* TASK GOAL
The line holding "If you could point at the pink-tinged" and every line after it through the end of the entries below: retype these exactly and nothing more.

Start of DATASET CONTENT

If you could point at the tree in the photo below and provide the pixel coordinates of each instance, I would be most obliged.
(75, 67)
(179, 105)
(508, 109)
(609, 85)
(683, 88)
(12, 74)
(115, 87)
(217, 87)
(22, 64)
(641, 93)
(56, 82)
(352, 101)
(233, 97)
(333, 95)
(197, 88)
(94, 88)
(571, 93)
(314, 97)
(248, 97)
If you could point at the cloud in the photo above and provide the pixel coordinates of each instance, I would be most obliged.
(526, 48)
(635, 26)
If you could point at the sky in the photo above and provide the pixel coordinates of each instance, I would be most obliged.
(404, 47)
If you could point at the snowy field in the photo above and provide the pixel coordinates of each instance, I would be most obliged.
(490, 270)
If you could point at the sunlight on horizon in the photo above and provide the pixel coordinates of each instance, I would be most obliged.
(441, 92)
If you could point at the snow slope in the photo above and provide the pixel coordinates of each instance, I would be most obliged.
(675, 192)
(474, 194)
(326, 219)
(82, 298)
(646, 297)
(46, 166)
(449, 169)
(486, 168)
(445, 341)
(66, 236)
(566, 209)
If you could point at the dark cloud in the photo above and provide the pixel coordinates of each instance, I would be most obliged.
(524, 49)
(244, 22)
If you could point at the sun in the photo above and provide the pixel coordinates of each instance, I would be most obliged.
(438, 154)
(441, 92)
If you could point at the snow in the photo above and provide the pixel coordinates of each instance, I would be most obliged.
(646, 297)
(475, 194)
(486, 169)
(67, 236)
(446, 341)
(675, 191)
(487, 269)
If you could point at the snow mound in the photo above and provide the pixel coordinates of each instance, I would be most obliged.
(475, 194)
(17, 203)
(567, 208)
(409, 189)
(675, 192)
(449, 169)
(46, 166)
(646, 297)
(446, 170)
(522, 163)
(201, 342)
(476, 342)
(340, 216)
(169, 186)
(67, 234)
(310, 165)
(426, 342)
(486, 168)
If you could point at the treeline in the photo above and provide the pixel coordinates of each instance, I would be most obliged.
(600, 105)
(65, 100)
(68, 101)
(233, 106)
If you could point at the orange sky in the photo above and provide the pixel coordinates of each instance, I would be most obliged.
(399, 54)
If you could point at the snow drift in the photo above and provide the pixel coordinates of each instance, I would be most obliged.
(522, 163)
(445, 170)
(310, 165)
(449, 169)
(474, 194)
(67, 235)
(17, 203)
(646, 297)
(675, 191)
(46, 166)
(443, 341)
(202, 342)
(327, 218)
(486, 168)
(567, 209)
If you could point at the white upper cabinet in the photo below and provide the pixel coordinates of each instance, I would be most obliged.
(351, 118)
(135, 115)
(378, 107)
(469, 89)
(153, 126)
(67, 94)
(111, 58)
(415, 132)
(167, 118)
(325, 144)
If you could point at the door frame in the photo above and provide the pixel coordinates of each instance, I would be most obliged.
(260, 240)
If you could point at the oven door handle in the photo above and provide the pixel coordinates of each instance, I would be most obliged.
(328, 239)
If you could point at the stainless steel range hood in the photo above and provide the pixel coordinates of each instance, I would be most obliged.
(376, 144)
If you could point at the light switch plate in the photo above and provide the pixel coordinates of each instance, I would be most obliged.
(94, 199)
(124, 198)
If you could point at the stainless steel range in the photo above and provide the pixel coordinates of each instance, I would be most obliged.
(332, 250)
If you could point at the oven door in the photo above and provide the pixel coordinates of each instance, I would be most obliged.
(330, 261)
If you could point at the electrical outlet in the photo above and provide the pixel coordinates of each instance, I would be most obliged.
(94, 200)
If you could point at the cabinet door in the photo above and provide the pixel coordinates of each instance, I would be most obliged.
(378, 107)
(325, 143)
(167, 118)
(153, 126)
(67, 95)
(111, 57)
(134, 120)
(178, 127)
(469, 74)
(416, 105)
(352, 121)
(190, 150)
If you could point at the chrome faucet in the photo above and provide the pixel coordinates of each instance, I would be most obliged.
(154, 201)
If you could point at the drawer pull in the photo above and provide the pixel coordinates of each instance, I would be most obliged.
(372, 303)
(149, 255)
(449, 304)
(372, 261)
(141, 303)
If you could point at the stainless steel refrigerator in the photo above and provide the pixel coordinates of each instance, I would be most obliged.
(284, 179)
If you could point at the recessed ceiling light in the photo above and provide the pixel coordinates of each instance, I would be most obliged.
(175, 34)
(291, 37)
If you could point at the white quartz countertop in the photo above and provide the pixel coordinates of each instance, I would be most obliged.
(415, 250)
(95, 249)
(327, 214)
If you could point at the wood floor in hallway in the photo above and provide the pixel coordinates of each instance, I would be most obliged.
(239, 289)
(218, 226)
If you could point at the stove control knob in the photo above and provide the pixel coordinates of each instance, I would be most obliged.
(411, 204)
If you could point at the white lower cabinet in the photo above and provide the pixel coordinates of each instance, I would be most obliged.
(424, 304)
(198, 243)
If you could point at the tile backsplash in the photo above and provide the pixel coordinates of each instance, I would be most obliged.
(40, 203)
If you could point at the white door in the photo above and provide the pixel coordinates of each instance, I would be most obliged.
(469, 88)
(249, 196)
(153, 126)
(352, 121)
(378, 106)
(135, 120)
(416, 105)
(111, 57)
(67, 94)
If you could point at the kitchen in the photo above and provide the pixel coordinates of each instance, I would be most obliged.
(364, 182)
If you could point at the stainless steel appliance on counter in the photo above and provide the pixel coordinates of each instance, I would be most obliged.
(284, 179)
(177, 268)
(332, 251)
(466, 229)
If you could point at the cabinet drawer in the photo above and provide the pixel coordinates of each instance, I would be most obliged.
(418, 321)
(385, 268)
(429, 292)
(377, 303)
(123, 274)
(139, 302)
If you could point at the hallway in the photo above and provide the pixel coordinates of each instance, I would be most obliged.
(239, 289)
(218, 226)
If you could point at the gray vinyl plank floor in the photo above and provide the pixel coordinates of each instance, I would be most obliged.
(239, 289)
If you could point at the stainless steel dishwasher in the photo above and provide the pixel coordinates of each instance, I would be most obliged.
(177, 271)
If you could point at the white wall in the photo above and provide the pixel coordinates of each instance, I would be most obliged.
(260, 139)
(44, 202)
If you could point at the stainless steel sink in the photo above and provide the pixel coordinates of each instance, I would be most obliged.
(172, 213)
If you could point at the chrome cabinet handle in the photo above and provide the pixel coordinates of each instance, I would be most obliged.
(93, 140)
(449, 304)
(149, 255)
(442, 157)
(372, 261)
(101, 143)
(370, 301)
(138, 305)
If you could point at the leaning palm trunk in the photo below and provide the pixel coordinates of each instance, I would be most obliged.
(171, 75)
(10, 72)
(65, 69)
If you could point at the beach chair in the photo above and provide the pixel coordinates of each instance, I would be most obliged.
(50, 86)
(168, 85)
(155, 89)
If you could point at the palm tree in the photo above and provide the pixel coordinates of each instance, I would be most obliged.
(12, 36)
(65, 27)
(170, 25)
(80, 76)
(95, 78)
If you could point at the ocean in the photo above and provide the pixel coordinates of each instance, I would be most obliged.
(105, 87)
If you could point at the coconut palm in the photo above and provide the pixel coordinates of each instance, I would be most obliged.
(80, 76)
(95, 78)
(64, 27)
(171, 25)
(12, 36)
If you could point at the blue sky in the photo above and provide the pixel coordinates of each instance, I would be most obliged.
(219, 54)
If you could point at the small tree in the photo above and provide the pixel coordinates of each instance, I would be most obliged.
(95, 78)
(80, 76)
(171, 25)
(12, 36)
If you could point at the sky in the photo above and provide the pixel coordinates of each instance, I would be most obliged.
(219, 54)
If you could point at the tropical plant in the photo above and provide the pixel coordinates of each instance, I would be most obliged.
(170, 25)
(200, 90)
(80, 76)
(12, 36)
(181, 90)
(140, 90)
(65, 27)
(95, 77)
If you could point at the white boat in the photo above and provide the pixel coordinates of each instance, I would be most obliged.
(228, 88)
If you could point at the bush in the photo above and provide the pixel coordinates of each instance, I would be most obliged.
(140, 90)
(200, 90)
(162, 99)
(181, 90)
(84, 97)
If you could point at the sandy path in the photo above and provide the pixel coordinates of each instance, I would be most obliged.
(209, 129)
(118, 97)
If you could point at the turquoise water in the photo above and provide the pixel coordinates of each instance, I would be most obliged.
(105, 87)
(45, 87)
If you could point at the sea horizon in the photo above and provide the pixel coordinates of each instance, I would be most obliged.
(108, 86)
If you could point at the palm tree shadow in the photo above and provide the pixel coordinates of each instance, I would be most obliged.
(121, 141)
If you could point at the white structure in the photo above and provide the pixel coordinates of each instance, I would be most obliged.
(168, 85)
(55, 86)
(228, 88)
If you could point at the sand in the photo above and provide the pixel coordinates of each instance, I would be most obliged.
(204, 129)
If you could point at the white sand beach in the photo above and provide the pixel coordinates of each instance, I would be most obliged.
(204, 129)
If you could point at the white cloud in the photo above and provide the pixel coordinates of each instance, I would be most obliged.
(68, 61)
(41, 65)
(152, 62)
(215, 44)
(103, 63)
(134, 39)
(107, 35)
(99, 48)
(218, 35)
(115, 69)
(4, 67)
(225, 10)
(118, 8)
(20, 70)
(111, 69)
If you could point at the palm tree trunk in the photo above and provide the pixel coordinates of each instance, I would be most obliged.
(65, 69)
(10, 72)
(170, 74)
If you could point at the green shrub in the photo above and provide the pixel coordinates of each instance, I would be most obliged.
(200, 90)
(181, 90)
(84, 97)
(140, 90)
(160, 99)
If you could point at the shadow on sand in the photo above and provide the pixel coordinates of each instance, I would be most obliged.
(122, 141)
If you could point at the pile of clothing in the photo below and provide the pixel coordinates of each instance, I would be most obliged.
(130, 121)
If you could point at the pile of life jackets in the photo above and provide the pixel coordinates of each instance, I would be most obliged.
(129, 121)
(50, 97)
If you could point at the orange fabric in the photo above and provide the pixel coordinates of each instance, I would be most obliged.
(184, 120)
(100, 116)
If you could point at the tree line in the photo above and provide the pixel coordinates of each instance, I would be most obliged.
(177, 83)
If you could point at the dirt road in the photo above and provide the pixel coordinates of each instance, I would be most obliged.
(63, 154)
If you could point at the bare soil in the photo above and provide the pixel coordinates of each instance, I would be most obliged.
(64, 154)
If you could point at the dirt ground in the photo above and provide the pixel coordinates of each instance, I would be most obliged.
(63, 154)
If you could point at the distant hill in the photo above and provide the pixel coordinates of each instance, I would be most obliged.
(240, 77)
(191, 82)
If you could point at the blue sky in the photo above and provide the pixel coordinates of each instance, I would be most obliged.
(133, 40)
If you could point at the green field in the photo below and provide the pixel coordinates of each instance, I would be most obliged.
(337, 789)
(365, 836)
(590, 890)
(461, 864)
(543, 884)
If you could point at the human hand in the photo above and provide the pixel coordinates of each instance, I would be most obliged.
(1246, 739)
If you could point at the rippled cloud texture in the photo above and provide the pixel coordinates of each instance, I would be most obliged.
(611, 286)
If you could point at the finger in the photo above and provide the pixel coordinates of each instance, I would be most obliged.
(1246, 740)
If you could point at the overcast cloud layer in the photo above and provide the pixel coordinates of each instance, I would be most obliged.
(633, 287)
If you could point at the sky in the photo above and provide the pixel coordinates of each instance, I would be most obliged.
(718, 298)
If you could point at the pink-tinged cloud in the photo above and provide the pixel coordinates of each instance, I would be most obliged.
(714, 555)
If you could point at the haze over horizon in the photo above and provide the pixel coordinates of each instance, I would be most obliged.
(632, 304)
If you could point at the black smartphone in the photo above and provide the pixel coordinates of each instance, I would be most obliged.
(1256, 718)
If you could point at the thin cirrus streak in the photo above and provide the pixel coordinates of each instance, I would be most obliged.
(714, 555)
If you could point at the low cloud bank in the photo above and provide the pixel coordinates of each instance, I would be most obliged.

End of DATASET CONTENT

* RESPONSE TO THE EXERCISE
If you could point at the pink-tinged cloud in the photo above and provide the pixel coordinates of each instance, I would be most obliged.
(714, 555)
If you could point at the haze over horizon in the photo above and provide the pixel coordinates of each instance, I would be most obliged.
(632, 304)
If you could point at the black smartphone in the photo above and provide the pixel coordinates of each instance, I would be most obliged.
(1256, 718)
If you could point at the thin cirrus streak in the photo above and provide the pixel coordinates of each instance, I would be most obliged.
(714, 555)
If you could point at the low cloud bank in the photo above and provide the pixel coordinates of each instance, I would be most obliged.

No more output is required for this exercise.